* **WHAT THE TASK ASKS**
A word-for-word copy of the lines from the one holding "find the price" through the final line of the records below is the only output asked for.

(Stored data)
☆ ☆ ☆ ☆

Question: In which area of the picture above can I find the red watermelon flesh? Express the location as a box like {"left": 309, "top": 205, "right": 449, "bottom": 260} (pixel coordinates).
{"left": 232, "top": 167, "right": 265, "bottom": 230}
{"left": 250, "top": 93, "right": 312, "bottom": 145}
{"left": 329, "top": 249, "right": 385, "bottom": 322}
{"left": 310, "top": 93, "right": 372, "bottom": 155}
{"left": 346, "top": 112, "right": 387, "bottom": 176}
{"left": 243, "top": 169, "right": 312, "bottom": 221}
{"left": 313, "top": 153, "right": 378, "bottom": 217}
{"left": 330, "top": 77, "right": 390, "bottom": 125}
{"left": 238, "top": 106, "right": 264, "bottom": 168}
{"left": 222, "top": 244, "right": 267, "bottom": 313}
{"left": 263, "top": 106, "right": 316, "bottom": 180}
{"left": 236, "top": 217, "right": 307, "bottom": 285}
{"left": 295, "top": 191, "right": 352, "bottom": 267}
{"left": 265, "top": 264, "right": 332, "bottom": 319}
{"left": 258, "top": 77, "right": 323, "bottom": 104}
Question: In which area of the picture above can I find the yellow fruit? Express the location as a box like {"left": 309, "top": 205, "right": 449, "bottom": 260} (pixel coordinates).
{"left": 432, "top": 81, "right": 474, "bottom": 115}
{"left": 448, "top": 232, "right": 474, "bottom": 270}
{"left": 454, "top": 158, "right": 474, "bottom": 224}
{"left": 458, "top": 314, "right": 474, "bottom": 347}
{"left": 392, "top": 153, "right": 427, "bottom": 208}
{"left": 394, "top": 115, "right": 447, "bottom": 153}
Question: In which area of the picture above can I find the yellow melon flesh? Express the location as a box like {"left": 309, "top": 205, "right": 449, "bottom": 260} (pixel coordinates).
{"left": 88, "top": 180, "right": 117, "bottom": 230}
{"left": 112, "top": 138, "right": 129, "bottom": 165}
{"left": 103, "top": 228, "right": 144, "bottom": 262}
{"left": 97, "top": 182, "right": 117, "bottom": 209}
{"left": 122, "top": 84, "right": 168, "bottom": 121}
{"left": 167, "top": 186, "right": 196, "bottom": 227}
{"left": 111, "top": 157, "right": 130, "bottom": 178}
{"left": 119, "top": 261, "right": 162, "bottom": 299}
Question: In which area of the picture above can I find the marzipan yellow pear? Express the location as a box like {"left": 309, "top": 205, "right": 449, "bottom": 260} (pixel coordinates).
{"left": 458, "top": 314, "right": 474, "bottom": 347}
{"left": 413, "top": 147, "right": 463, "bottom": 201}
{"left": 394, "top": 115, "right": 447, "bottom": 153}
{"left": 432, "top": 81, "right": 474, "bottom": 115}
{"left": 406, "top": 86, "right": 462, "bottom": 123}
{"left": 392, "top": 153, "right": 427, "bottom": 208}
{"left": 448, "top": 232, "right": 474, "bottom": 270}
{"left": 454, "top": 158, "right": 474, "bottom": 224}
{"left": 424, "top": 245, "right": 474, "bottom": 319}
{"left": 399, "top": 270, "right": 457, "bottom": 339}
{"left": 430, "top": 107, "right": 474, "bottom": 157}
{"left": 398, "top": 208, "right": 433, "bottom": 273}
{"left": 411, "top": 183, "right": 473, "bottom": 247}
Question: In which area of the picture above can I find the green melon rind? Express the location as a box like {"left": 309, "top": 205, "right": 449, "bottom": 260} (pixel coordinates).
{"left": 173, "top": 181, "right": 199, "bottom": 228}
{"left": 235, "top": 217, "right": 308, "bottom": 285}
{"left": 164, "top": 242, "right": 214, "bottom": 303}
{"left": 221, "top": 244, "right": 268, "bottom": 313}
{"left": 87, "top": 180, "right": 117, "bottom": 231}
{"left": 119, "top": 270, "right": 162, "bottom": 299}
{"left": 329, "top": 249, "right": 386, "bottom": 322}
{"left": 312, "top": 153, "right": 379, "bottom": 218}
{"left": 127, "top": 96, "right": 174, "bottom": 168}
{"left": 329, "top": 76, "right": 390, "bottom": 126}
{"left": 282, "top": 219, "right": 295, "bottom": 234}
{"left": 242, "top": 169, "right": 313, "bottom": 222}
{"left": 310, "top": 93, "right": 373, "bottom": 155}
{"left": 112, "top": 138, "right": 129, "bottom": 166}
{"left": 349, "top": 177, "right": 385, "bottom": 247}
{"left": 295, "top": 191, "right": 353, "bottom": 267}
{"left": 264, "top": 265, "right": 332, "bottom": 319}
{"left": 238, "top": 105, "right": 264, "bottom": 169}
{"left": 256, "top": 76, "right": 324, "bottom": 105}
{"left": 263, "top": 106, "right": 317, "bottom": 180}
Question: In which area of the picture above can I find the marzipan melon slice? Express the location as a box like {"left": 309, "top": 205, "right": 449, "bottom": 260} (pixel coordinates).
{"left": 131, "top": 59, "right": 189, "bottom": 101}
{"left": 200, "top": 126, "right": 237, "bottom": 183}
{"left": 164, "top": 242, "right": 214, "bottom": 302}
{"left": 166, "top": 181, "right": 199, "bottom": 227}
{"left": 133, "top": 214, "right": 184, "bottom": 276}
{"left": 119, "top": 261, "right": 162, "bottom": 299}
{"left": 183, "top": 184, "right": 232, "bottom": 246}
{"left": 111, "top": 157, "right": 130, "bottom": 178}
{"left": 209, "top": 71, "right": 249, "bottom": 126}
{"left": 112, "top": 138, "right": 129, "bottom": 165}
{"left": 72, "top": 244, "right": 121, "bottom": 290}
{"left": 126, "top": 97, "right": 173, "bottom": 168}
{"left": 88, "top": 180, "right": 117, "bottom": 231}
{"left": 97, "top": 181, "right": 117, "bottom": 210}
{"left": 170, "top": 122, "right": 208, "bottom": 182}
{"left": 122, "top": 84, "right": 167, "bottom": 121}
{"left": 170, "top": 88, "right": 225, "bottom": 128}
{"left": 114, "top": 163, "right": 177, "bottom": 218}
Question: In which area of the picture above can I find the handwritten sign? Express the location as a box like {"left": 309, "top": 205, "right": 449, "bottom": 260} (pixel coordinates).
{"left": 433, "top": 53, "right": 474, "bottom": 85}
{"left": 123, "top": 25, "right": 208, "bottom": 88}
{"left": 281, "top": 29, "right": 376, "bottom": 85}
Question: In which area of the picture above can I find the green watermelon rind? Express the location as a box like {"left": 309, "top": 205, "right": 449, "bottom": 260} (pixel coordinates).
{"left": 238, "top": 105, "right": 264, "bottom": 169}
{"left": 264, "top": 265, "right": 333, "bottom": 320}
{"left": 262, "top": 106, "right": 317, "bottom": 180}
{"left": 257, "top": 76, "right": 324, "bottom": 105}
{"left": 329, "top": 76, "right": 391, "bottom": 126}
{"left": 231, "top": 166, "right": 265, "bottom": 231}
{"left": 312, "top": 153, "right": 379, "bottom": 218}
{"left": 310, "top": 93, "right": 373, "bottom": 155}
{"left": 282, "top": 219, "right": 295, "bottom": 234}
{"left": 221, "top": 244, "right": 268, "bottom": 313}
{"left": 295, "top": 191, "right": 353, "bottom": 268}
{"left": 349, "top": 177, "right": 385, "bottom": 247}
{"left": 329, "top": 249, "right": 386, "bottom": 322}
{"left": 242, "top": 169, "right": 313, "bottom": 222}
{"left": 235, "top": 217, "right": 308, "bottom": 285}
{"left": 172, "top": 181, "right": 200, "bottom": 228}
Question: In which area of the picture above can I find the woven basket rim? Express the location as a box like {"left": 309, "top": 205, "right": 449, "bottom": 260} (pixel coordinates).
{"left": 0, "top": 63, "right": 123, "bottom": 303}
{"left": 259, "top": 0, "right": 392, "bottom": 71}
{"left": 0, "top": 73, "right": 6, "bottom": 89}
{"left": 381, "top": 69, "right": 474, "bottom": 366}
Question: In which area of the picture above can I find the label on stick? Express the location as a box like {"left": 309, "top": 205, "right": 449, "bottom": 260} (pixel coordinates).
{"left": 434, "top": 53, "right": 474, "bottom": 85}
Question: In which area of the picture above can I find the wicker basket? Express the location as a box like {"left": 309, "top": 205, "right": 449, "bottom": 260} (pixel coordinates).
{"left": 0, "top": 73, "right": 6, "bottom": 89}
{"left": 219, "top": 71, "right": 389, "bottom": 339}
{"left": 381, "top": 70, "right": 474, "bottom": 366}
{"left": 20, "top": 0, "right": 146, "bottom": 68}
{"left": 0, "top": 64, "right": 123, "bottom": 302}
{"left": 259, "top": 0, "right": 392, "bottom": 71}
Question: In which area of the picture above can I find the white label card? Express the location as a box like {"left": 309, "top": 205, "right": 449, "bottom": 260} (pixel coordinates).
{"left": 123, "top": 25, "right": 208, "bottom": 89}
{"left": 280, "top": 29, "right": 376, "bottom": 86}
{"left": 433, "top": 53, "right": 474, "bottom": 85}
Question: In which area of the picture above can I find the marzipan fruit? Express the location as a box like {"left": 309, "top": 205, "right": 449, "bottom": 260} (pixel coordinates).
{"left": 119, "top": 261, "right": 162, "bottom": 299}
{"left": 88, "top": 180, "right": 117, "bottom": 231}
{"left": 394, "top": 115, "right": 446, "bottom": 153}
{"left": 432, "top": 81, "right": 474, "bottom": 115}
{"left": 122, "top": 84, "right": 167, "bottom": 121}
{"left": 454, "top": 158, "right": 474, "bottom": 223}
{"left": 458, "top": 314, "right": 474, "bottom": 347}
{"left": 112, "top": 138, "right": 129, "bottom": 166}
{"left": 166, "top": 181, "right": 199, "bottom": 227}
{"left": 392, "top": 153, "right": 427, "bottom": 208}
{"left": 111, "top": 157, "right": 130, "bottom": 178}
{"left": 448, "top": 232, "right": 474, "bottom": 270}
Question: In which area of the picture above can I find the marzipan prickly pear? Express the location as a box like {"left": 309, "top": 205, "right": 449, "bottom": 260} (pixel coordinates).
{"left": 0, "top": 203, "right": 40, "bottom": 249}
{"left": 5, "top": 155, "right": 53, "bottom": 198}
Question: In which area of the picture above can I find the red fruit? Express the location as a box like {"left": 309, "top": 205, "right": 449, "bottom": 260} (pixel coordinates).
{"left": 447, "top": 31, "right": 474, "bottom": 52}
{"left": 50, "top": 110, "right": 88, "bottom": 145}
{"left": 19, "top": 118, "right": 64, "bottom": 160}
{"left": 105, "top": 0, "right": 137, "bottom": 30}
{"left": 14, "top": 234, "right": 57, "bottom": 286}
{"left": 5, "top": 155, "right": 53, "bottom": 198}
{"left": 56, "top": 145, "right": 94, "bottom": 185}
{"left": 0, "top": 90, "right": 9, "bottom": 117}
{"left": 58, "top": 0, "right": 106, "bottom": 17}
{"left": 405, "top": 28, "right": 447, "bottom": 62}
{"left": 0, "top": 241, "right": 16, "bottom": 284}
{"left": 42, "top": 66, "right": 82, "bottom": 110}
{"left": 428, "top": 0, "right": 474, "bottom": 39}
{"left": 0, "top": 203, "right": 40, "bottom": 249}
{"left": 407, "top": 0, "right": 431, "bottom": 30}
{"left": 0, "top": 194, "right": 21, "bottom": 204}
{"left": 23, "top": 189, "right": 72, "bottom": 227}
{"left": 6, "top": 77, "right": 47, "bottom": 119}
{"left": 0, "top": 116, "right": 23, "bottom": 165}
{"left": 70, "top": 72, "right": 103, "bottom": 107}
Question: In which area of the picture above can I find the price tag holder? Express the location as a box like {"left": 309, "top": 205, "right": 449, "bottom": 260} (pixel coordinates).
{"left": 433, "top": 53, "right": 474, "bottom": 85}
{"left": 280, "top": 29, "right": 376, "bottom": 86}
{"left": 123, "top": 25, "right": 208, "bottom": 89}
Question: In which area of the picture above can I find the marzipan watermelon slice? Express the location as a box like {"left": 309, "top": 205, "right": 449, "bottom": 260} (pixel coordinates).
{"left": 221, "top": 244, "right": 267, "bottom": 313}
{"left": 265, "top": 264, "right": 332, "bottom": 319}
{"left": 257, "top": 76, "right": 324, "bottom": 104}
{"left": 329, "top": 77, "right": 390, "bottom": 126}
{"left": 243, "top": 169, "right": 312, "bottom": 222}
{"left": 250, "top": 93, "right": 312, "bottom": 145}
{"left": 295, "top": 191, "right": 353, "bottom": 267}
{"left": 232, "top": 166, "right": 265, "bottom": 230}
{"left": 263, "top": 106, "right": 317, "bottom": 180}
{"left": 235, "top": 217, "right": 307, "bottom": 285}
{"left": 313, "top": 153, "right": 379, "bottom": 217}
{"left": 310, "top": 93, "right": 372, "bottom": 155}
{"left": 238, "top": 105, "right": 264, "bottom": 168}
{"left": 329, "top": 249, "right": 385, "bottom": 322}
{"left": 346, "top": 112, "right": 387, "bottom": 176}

☆ ☆ ☆ ☆

* **WRITTEN RESPONSE**
Question: In which area of the picture above can I find the price tag holder? Express the location as a box like {"left": 309, "top": 205, "right": 449, "bottom": 260} (pixel coordinates).
{"left": 433, "top": 53, "right": 474, "bottom": 85}
{"left": 280, "top": 29, "right": 376, "bottom": 86}
{"left": 123, "top": 25, "right": 208, "bottom": 89}
Question: In which area of the picture above can I find the marzipan watermelon slice? Express the location as a box like {"left": 309, "top": 205, "right": 449, "bottom": 260} (pixel coordinates).
{"left": 221, "top": 244, "right": 267, "bottom": 313}
{"left": 265, "top": 264, "right": 332, "bottom": 319}
{"left": 257, "top": 76, "right": 324, "bottom": 104}
{"left": 329, "top": 77, "right": 390, "bottom": 126}
{"left": 243, "top": 169, "right": 312, "bottom": 222}
{"left": 250, "top": 93, "right": 312, "bottom": 145}
{"left": 295, "top": 191, "right": 353, "bottom": 267}
{"left": 232, "top": 166, "right": 265, "bottom": 230}
{"left": 263, "top": 106, "right": 317, "bottom": 180}
{"left": 235, "top": 217, "right": 307, "bottom": 285}
{"left": 313, "top": 153, "right": 379, "bottom": 217}
{"left": 310, "top": 93, "right": 372, "bottom": 155}
{"left": 238, "top": 105, "right": 264, "bottom": 168}
{"left": 329, "top": 249, "right": 385, "bottom": 322}
{"left": 346, "top": 112, "right": 387, "bottom": 176}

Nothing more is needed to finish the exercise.